PROBLEM DESCRIPTION:
Count the lines in the material below that contain the string "woman", and give only that number.

-- START --

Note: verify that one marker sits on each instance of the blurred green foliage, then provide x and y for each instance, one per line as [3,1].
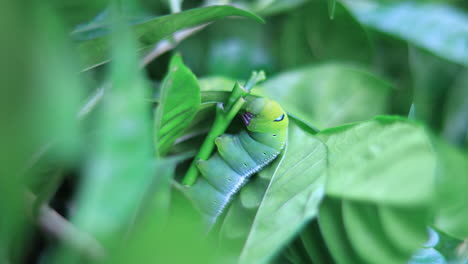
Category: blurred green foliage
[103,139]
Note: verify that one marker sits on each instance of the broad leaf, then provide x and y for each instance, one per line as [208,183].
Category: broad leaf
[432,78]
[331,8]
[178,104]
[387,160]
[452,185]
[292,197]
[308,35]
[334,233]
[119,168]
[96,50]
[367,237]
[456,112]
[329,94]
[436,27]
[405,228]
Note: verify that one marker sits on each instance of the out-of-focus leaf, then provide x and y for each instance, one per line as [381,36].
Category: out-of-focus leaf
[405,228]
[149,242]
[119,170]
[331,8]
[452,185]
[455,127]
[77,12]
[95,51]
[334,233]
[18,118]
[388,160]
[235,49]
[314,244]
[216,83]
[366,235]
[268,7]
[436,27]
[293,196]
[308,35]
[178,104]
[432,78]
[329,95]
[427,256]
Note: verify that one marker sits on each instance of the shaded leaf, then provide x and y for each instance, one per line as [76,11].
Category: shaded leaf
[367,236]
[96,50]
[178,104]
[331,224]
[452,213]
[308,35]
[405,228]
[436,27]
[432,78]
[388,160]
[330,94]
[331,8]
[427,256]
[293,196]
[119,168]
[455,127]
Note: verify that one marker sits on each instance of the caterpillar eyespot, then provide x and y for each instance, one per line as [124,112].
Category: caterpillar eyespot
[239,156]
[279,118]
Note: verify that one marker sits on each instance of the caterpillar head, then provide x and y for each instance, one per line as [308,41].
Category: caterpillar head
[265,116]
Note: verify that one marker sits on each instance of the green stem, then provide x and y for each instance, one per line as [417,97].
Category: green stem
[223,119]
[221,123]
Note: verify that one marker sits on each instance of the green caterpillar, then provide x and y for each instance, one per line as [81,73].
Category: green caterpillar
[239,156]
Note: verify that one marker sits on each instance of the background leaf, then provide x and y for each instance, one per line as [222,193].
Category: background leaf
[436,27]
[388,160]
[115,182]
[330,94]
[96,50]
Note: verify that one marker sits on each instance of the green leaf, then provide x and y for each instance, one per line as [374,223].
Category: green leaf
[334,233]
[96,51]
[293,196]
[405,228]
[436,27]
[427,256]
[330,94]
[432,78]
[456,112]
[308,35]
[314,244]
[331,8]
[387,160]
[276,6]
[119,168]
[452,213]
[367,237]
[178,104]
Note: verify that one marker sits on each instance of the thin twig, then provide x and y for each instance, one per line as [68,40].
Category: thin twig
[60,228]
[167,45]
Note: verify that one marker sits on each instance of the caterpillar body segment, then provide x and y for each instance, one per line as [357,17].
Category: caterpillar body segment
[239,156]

-- END --
-- START --

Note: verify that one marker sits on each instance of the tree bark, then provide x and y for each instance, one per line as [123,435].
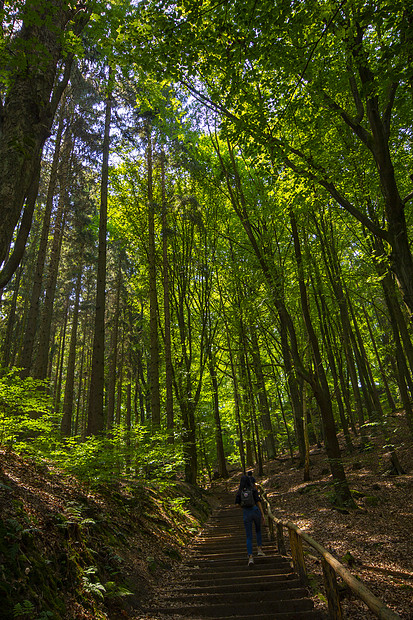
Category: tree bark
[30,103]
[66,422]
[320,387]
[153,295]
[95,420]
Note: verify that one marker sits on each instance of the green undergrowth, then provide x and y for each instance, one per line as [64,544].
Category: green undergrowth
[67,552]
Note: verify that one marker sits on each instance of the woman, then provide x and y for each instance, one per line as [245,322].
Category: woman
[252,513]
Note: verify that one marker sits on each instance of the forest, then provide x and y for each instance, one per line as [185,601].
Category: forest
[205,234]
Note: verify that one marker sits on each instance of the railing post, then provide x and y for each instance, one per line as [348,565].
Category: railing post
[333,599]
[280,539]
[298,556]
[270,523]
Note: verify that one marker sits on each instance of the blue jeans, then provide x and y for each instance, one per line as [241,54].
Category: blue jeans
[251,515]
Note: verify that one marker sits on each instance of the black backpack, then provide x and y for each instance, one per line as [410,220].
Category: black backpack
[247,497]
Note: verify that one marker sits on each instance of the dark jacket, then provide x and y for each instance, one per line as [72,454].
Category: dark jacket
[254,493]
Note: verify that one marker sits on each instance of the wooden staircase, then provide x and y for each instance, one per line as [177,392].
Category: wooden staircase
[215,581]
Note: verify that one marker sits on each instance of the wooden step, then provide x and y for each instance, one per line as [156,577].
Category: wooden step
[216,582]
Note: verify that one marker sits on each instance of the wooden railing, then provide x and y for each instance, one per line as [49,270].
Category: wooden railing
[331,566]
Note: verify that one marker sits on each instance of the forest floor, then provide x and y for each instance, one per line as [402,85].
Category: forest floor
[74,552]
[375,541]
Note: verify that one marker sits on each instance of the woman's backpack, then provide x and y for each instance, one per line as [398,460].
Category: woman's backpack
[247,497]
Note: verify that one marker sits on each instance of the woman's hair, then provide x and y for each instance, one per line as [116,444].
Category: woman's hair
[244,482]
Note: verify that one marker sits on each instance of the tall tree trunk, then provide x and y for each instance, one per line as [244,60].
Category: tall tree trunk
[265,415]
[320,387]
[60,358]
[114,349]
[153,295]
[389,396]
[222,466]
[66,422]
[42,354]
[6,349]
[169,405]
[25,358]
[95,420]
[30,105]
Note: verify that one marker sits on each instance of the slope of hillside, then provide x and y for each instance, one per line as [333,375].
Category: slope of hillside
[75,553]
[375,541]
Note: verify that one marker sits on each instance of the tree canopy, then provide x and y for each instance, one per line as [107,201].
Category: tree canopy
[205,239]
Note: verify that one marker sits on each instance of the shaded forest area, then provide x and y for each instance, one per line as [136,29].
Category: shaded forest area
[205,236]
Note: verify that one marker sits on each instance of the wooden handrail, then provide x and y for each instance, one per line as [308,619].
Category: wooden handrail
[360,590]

-- END --

FULL ANSWER:
6